Take every entry below and copy it out word for word.

[Start of section]

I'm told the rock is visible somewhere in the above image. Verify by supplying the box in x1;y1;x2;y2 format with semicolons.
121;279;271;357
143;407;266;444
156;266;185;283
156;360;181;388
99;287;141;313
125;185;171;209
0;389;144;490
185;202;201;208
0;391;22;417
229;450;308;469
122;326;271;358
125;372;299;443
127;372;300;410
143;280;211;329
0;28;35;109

[End of section]

Problem solution –
I'm told the rock is visible somewhere in the above image. Verify by supplying the box in x1;y1;x2;y2 format with semicolons.
121;279;271;357
143;407;266;444
156;266;185;283
156;360;181;388
99;287;141;313
125;185;171;209
0;389;144;490
185;202;201;208
0;391;22;417
229;450;308;469
122;326;271;358
125;372;299;443
127;372;300;410
143;280;211;329
0;28;35;109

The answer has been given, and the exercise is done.